• _Source records_:

=== Begin Enclosure ===

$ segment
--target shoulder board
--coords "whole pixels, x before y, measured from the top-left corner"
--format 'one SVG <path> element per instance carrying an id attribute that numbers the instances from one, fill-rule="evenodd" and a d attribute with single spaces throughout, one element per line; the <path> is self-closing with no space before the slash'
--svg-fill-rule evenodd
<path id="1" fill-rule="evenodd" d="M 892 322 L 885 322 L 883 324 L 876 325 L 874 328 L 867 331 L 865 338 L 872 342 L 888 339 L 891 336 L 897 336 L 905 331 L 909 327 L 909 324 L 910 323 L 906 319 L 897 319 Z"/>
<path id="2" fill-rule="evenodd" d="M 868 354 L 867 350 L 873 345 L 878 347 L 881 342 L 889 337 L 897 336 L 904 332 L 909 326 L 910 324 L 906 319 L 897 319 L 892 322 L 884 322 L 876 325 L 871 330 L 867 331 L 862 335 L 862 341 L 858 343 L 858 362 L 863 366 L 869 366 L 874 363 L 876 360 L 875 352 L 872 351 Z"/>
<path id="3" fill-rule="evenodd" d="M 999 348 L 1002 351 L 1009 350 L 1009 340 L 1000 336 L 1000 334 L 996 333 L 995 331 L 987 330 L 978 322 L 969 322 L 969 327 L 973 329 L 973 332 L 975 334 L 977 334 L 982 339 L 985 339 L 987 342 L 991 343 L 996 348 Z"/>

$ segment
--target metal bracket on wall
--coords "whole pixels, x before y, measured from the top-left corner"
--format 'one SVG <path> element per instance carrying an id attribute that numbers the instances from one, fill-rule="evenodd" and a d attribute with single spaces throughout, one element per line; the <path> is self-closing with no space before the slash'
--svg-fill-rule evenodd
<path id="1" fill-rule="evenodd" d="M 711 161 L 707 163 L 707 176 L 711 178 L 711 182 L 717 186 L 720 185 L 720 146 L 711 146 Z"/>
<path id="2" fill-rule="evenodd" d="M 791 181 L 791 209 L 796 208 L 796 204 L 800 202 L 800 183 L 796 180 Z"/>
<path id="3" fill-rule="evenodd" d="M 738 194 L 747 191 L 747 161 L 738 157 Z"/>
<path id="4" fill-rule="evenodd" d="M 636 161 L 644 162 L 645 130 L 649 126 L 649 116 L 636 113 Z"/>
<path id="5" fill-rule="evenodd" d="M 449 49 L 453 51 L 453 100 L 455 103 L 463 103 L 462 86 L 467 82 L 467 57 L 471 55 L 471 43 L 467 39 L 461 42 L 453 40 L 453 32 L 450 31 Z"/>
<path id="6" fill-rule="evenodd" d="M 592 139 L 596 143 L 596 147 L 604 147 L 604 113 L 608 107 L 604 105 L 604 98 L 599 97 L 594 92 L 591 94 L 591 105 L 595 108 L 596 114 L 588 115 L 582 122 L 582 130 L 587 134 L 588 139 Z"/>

=== End Enclosure ===

• _Activity_: Restate all of the material above exactly as written.

• _Answer area_:
$ segment
--target shoulder board
--coords "whole pixels, x before y, measured from the top-left corner"
--format 'one SVG <path> element per instance carrying an id attribute that numbers the instances from one, fill-rule="evenodd" and a d attribute with single spaces throughout, one element per line; the <path> is self-closing with no space before the slash'
--svg-fill-rule evenodd
<path id="1" fill-rule="evenodd" d="M 892 322 L 885 322 L 883 324 L 876 325 L 874 328 L 867 331 L 865 338 L 872 342 L 888 339 L 891 336 L 897 336 L 905 331 L 909 327 L 909 324 L 910 323 L 906 319 L 897 319 Z"/>
<path id="2" fill-rule="evenodd" d="M 868 354 L 867 350 L 873 345 L 878 347 L 881 342 L 889 337 L 897 336 L 904 332 L 909 326 L 910 324 L 906 319 L 897 319 L 892 322 L 884 322 L 876 325 L 871 330 L 867 331 L 862 335 L 862 341 L 858 343 L 858 362 L 863 366 L 869 366 L 874 363 L 876 360 L 875 352 L 872 351 Z"/>
<path id="3" fill-rule="evenodd" d="M 999 348 L 1002 351 L 1009 350 L 1009 340 L 1000 336 L 1000 334 L 996 333 L 995 331 L 987 330 L 978 322 L 969 322 L 969 327 L 973 329 L 973 332 L 975 334 L 977 334 L 982 339 L 985 339 L 987 342 L 991 343 L 996 348 Z"/>

$ segment
--target metal bracket on wall
--coords "whole pixels, x before y, measured from the top-left corner"
--format 'one SVG <path> element per instance carrying an id attribute that numbers the instances from one, fill-rule="evenodd" and a d attribute with single spaces throughout, one element per line; the <path> is self-closing with no space before the slash'
--svg-fill-rule evenodd
<path id="1" fill-rule="evenodd" d="M 711 161 L 707 163 L 707 176 L 711 178 L 711 182 L 717 186 L 720 185 L 720 146 L 711 146 Z"/>
<path id="2" fill-rule="evenodd" d="M 791 181 L 791 209 L 796 208 L 796 204 L 800 202 L 800 183 L 796 180 Z"/>
<path id="3" fill-rule="evenodd" d="M 738 194 L 747 191 L 747 161 L 738 157 Z"/>
<path id="4" fill-rule="evenodd" d="M 636 161 L 644 162 L 645 130 L 649 126 L 649 116 L 636 113 Z"/>
<path id="5" fill-rule="evenodd" d="M 449 49 L 453 51 L 453 100 L 455 103 L 463 103 L 462 86 L 467 82 L 467 57 L 471 55 L 471 43 L 467 39 L 461 42 L 453 40 L 453 32 L 450 31 Z"/>
<path id="6" fill-rule="evenodd" d="M 592 139 L 596 143 L 596 147 L 604 147 L 604 113 L 608 107 L 604 105 L 604 98 L 599 97 L 594 92 L 591 94 L 591 105 L 595 108 L 596 114 L 588 115 L 582 122 L 582 130 L 587 134 L 588 139 Z"/>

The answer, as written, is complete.